> **PROBLEM TO SOLVE**: Set down, word for word, the part of the passage on photography and Black photographers that begins with the words containing "They didn’t just" and ends with "is not right.".

> **EXCERPT TO READ**:
The pictures we think about when we think about the civil war — pictures that were manipulated to bolster the conspiracy theory of the lost cause — give you the backbone for American white supremacy, which is part and parcel with colonialism and imperialism. I think about the fact that the camera was used to help build illustrations of differences in humans for the junk science that is eugenics. I just don't know how anyone can pick up a camera and not think about the fact that the camera has been an exploitative tool.

People who say they “take pictures” are people who are highly suspicious to me, because I know you're not engaging in your practice in an ethical or moral way — you're taking versus collaborating with people. I just don't know how you look at the history over time and not see that colonialists and imperialism have weaponized the medium  for white supremacy.

Gordon Parks brought humanity to his images. He made very specific decisions, which shows me how engaged he was both with the history of photography and the ways in which photography has been used. In  the Atmosphere of Crime assignment, He chose to focus on the behavior of the policeman versus the “criminals” they were supposed to be capturing. the way he obscured faces, the way he protected the anonymity of the people that he was in collaboration with, and the nuance in which he also observed the policeman is startling. It's unlike anything you've ever seen in regards to crime photography.

This man gets no due for what he has done when it comes to the work that he's put behind a camera. We don't talk about Gordon Parks the way we talk about Henri Cartier-Bresson. We don't talk about James Van Der Zee the way we talk about fucking Annie Liebowitz. It’s the kind of aggravation I felt in college — constantly having the same white photographers shoved down my throat. I loved Bresson, but why the fuck did it take until I turned 30 to find out that Zora Neale Hurston was also a photo-ethnographer?

That's great that editors are starting to assign Black photographers, but what are you doing to enhance your visual references, your understanding of history? Black photographers have been doing this for a long time.

They didn’t just appear this year, and photography is also in conversation with many talented artists over hundreds of years. Without the kind of knowledge, it's reactive and it's not for the long haul — it has to be a much bigger shift. It's not just about hiring this one photographer, right? It's about what are you doing to build your connection with them? What are your visual references? What does your team look like? Your team is all white and you're just suddenly trying to hire all these photographers of color. Something is not right.

> **INFORMATION SUPPLIED**:
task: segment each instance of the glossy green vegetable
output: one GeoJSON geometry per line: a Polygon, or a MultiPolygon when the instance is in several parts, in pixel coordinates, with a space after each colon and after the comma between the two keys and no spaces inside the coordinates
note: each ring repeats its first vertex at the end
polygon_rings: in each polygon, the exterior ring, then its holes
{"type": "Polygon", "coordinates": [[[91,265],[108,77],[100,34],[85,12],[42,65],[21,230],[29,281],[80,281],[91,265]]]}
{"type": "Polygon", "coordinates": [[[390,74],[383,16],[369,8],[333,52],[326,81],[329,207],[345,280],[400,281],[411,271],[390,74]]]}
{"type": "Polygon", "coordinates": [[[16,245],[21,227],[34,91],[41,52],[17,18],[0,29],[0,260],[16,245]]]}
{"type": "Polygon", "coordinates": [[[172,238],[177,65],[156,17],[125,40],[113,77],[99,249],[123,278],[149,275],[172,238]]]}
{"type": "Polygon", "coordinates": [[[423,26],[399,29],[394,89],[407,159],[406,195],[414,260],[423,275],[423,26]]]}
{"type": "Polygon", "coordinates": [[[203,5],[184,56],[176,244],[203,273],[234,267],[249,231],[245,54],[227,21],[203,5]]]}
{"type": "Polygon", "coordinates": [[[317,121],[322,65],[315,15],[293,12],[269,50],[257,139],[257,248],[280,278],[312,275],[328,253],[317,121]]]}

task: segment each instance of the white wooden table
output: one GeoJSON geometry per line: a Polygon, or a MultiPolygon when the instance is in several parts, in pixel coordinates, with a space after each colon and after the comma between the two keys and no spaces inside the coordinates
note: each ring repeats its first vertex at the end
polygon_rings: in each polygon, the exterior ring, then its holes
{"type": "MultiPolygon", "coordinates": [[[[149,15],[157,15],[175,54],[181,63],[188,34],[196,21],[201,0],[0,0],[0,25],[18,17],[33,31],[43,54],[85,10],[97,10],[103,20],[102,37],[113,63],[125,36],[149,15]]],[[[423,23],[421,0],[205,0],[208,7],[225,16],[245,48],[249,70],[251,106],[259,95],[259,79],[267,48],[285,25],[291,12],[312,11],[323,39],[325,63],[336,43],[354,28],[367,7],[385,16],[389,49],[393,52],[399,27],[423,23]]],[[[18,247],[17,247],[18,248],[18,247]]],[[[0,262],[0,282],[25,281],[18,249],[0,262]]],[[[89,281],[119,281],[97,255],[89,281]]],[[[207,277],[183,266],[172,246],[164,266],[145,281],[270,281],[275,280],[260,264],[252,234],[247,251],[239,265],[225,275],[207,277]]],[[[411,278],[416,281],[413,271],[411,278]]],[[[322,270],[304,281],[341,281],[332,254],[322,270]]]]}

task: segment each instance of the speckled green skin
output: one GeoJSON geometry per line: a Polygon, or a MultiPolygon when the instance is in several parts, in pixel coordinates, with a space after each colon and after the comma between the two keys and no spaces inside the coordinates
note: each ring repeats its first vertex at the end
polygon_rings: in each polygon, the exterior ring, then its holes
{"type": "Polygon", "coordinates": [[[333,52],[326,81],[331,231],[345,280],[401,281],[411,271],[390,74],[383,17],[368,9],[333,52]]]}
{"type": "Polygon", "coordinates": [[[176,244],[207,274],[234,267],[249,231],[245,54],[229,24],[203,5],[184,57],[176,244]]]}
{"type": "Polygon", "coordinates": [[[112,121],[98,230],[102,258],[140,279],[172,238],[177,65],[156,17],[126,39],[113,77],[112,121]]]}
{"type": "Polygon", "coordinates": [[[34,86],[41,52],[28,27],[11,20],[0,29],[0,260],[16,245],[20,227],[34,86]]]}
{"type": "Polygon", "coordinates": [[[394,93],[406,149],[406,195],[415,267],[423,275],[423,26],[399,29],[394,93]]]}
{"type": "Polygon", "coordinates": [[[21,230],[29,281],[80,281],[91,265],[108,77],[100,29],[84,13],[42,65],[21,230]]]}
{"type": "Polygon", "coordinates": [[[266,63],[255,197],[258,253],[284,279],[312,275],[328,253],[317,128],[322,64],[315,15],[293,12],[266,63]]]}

> **EXERCISE OUTPUT**:
They didn’t just appear this year, and photography is also in conversation with many talented artists over hundreds of years. Without the kind of knowledge, it's reactive and it's not for the long haul — it has to be a much bigger shift. It's not just about hiring this one photographer, right? It's about what are you doing to build your connection with them? What are your visual references? What does your team look like? Your team is all white and you're just suddenly trying to hire all these photographers of color. Something is not right.